- **ASSIGNMENT**
Each line of the listing needs to be given again exactly.

- **INFORMATION SUPPLIED**
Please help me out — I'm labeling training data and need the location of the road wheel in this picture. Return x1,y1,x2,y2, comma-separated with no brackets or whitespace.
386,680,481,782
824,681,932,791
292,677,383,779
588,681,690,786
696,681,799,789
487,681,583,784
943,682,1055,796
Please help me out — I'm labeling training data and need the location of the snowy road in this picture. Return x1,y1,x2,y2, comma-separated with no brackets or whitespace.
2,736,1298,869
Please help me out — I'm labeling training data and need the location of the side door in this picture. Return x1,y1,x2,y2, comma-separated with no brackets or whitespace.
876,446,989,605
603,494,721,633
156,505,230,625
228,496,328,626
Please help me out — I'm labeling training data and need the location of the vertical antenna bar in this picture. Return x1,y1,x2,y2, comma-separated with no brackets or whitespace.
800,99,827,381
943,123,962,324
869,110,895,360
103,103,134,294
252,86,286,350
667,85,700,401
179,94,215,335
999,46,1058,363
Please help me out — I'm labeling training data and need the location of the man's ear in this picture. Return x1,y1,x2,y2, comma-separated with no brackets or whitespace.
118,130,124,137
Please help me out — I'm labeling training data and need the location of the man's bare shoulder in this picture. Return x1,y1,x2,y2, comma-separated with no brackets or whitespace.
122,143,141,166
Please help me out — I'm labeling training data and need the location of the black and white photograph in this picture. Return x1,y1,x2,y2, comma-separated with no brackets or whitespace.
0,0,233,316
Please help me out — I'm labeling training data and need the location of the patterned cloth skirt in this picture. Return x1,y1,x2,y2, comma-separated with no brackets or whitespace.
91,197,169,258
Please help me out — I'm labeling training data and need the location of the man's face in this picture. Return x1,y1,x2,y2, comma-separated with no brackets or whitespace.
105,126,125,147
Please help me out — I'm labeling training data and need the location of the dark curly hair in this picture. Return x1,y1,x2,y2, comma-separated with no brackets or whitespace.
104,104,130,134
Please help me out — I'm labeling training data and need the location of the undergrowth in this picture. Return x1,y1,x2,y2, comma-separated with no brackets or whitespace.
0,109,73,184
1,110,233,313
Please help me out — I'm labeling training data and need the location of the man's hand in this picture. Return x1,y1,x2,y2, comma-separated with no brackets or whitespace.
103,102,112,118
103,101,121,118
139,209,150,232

- **OUTPUT**
Please help me out — I'm labeling training data and need the location of the road wheel in this picture. Return x1,y1,x2,y2, comma-separated with no brackets or whitespace.
386,680,481,782
824,681,932,791
292,677,383,779
588,681,690,786
696,681,799,789
487,681,583,784
943,682,1055,796
Please help me out — I'm labeling training data and need the location of the snowy road in this picture. Return x1,y1,x2,y2, comma-separated with no brackets or whitespace.
2,736,1298,869
Please help me out — I'm labeling training data and need the location of the side door in this picture. Return x1,y1,x2,y2, comma-separated with no brackets or whitespace.
876,446,989,605
603,494,721,633
156,505,230,625
228,496,328,626
Please help me out — I'm labeling training data and need the location of the vertical antenna bar in this picture. Return x1,y1,x2,y2, comma-separated with no brackets or whitespace.
800,99,827,381
943,123,962,324
869,110,895,360
103,103,134,294
252,86,286,350
667,85,700,401
179,94,215,335
999,46,1058,363
Please help me out — I'm labeling training data and need the location of the man's ear in this picture. Return x1,y1,x2,y2, comma-separated with no brackets or whitespace.
118,130,124,137
Please help me out — I'm labeling training data and need the location of the man's bare shoulder in this picture. Return x1,y1,x2,y2, comma-separated with no brackets or whitespace.
122,143,141,166
Please help me out — I'm labeling training data and need the location of the black and white photograph in this picture. Return x1,y1,x2,y2, comma-separated with no brackets or whitespace.
0,0,233,316
Please help me out — I'm labeling training data and need the location of the patterned cloth skirt in this picture. Return x1,y1,x2,y2, comma-separated with no brackets or whitespace.
91,197,169,258
Please help me out — I'm labeling training data and need the location of the man's face in this picture. Return x1,y1,x2,y2, comma-separated with no brackets or whitespace.
105,126,125,147
Please help me out — I'm labeling training data and need the location of the dark curly hair in this picture. Return x1,y1,x2,y2, comma-separated with no brackets or whitespace.
104,104,130,134
Please help me out — I'm labeling training data and need the location of the undergrowth in this picture. Return x1,y1,x2,y2, comma-separated with no brackets or whitespace.
0,109,73,184
1,110,233,313
Please help me out — I'm labeling training data and need the location of the man's hand in this picture. Return x1,y1,x2,y2, comma-separated with no brackets or whitespace.
103,102,112,118
103,101,121,118
139,209,150,232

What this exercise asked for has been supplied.